■ **Stated problem**
Write out the listing word for word, starting at its first line and ending with the line that contains "pixel 227 314", including that line.

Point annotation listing
--- start ---

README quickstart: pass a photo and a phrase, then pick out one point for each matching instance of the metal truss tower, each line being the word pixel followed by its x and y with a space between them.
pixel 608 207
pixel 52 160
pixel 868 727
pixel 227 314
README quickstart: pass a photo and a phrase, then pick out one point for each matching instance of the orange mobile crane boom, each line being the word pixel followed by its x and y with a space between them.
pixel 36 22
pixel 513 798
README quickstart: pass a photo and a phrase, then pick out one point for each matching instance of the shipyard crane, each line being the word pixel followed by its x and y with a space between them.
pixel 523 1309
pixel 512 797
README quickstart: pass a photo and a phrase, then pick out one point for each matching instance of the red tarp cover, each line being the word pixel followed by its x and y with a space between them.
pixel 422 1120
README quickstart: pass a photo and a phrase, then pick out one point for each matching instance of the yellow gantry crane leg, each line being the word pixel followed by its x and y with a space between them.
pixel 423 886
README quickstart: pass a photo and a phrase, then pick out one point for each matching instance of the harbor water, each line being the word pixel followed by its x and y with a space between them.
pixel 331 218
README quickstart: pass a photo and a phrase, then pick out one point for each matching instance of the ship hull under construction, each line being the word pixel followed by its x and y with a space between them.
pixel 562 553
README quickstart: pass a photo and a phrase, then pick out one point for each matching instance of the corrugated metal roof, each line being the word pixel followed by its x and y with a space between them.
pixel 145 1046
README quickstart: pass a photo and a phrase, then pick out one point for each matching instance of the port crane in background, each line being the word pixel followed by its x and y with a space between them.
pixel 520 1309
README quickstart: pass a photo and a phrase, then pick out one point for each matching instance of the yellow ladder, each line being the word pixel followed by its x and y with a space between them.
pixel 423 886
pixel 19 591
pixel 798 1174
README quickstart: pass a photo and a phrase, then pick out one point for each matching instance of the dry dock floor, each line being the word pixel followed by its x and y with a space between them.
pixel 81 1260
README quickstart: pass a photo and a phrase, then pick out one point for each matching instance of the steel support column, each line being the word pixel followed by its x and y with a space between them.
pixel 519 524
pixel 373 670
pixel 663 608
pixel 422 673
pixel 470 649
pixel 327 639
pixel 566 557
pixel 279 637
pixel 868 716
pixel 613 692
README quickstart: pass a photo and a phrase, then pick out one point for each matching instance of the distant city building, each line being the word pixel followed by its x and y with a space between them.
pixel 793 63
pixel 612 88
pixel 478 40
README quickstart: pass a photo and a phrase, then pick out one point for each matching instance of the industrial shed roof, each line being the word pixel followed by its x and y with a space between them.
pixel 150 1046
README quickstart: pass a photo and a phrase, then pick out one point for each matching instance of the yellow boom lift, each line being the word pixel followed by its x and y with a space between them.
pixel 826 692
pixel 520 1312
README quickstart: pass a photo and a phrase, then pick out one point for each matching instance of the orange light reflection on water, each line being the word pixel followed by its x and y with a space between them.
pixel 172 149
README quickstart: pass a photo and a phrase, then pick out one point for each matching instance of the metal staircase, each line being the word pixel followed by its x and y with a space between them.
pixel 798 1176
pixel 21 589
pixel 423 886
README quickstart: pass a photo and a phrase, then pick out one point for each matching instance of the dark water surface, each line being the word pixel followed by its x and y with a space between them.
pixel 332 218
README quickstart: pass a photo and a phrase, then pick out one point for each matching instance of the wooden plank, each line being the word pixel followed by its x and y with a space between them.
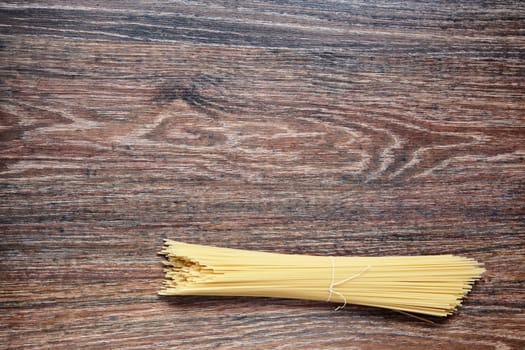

--- end ---

■ **Answer for this exercise**
README quickstart: pass a photo and a phrase, then pick out one point for each matching instance of the metal truss tower, each line being the word pixel followed by its x and y with a space between them.
pixel 608 207
pixel 52 160
pixel 868 727
pixel 227 314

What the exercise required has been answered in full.